EXERCISE GOAL: Edit the entries from the line with "TARGET = woman's bare leg" through the end of the entries by replacing "sunset sky" with "evening sky". Reproduce only those lines, with everything else left unchanged.
—————
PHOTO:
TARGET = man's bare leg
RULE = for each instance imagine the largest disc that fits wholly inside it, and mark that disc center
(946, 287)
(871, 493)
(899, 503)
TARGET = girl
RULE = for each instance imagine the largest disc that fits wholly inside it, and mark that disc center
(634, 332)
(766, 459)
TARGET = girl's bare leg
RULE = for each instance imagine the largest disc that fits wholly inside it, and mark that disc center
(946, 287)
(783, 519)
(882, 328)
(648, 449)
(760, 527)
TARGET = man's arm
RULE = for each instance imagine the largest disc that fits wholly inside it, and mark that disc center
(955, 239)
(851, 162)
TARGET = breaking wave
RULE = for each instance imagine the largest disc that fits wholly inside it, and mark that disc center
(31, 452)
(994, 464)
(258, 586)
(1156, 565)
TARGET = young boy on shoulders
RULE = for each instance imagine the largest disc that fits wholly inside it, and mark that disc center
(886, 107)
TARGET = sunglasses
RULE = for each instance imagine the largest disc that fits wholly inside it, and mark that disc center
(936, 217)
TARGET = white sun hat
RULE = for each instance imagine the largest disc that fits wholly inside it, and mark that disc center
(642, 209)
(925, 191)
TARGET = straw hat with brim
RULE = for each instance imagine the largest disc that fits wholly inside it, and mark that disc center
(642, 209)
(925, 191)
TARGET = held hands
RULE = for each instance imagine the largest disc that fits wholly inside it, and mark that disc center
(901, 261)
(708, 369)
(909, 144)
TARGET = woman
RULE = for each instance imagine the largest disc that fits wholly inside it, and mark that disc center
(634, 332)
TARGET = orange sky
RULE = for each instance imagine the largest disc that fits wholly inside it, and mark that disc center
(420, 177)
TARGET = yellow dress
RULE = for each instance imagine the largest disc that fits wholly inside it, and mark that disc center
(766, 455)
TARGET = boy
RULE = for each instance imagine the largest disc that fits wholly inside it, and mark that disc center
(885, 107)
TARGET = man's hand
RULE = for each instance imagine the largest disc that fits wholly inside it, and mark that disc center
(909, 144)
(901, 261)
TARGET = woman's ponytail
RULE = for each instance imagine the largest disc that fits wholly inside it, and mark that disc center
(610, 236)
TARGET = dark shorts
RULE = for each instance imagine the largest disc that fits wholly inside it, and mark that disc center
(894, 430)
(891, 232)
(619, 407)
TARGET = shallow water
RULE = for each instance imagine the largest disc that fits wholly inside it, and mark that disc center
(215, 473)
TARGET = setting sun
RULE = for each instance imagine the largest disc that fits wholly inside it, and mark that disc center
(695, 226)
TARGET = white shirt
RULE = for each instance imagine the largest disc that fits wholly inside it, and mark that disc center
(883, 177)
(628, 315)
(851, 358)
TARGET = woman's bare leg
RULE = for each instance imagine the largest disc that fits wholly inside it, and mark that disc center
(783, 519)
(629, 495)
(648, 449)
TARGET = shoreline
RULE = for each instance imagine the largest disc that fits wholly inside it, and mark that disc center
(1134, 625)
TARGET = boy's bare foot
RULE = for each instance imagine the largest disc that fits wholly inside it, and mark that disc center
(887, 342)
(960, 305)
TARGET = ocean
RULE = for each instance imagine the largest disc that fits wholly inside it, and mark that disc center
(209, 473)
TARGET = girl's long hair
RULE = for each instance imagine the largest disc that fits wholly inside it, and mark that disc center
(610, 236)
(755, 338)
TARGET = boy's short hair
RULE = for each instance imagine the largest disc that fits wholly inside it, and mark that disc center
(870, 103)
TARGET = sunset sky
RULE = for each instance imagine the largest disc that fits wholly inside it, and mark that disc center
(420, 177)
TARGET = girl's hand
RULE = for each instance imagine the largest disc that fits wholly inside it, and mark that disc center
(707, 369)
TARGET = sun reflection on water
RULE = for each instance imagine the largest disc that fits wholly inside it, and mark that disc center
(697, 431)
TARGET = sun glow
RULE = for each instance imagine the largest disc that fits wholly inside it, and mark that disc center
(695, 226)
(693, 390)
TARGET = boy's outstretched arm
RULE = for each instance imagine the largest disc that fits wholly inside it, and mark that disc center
—————
TASK RESULT:
TARGET = woman's bare leg
RULE = for each instance imagine the largest disc that fits wholly inside it, and mark that disc center
(783, 519)
(629, 495)
(648, 449)
TARGET = shoreline
RULE = for each instance imagine the largest disc that fits wholly inside it, and mark that disc center
(1134, 625)
TARGET = boy's bare foot
RULE = for each instance imagine the largest disc that fits wholly inside it, and mark that disc center
(887, 342)
(960, 305)
TARGET = ocean
RULE = for each instance imagine the largest disc that fits wholly inside it, and mark that disc center
(209, 473)
TARGET = girl's long hair
RULE = for each instance imagine the largest disc that fits wholly inside it, and mark that disc center
(610, 236)
(755, 338)
TARGET = boy's short hair
RULE = for each instance imagine the largest disc that fits wholly inside it, and mark that disc center
(870, 103)
TARGET = evening sky
RULE = for each instance imagine the largest disc that fits wholly inside it, and mark that disc center
(420, 177)
TARGET = girl's hand
RULE = for each instance imagine the largest disc that fits wholly inside it, and mark that disc center
(707, 369)
TARGET = sun reflection on water
RULE = for each instance imagine the largest disc that fits wholly inside it, and mark that disc center
(697, 431)
TARGET = sun glow
RULE = for each instance imagine the largest disc that fits wholly inside it, and mark that disc center
(695, 226)
(693, 390)
TARGET = boy's outstretched arm
RULE = for each instance imagine the largest disc that fits wholly inside it, and mark that disc center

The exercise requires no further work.